▶ _Document source_:
Chaque jour, Mickaël porte une minuscule enceinte dans l’oreille, avec laquelle il a appris à vivre. Son cerveau s’y est habitué et lui aussi. Tous les quatre ans, il voit des spécialistes pour adapter l’outil : son audition baisse mais les avancées scientifiques et génétiques pourraient un jour permettre d’endiguer le phénomène. En attendant, ce passionné de musique, batteur dans des groupes durant de longues années, adepte des festivals de musiques électroniques et gros consommateur de concerts – où il a notamment subi les premiers signes de dégradation de son audition –, continue de composer ses propres créations derrière un ordinateur. Il relativise désormais sur son handicap, avec recul et bienveillance : « Est-ce que quelqu’un qui porte des lunettes est handicapé ? C’est certainement un handicap d’être malentendant, mais aussi d’avoir une mauvaise vision, des problèmes psychologiques ou de dos. On est tous handicapés, dans un sens », conclut-il. L.dV.
Focus
Le handicap chez Schenker
« Mickaël est l’un des nombreux salariés en situation de handicap que Schenker accompagne. Ils sont plus de 4 % au sein de l’entreprise et sont présents dans toutes les catégories d’emploi. Ce qui démontre que le handicap n’est pas un frein à la tenue d’un poste, quel qu’il soit », introduit Maylis de Maissin, directrice des ressources humaines de Schenker France. Pour autant, il peut parfois exister une forme de blocage chez de nombreux salariés pour déclarer leur situation d’handicap auprès de leur employeur. « Et c’est là tout notre rôle : être à disposition de nos collaborateurs pour les accompagner, les sensibiliser, les aider à déclarer leur situation en toute confidentialité pour que l’on puisse mettre en place les mesures nécessaires à l’adaptation de leur poste de travail », souligne Maylis de Maissin. Car si l’entreprise dispose bien évidemment d’un accord sur le sujet, offrant des droits supplémentaires aux collaborateurs concernés, elle souhaite aller plus loin. « Nous mettons en place des actions de sensibilisation, que ce soit lors de la Semaine européenne pour l’emploi des personnes handicapées, mais aussi et surtout tout au long de l’année. Notre direction générale est pleinement impliquée sur le sujet, jusque dans le Comex où nous avons récemment organisé un atelier en partenariat avec l’Agefiph. Sur les deux dernières années, nous constatons un accroissement de la compréhension du sujet. Nous poursuivrons la mise en place des moyens nécessaires pour continuer d’ancrer la question du handicap dans la culture de Schenker », conclut la DRH de Schenker France.

▶ _Données recueillies_:
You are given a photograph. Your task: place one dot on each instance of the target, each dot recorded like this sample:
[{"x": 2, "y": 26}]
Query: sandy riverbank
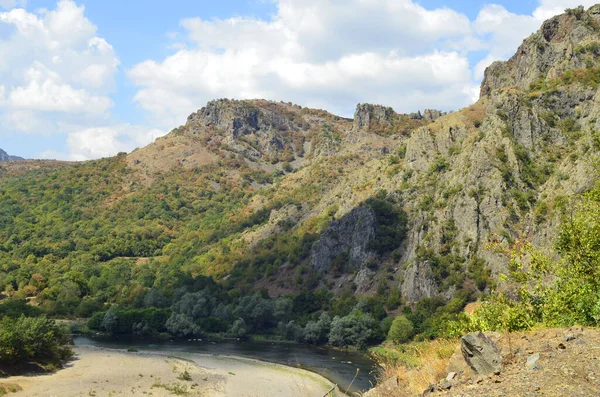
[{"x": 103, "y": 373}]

▶ _Travail à faire_:
- A) Dans le document source, relevez toutes les situations que Mickaël présente comme un handicap dans la phrase qui commence par « C’est certainement un handicap ».
- B) Traduisez en anglais la phrase suivante, tirée du document source : « Sur les deux dernières années, nous constatons un accroissement de la compréhension du sujet. »
Les données n'interviennent en rien dans ce travail.

▶ _Réponses par consigne_:
- A)
- être malentendant
- avoir une mauvaise vision
- avoir des problèmes psychologiques
- avoir des problèmes de dos

- B) Over the last two years, we have seen an increase in understanding of the subject.